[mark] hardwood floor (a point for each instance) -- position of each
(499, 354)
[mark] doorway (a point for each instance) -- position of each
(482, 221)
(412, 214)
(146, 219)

### Direction
Please go through the lines and swap "position of each" for "location of each", leaving everything else unchanged.

### Reply
[mark] hardwood floor (a point for each instance) -- location of each
(499, 354)
[mark] doorway (a point for each instance) -- location of each
(482, 221)
(412, 214)
(146, 219)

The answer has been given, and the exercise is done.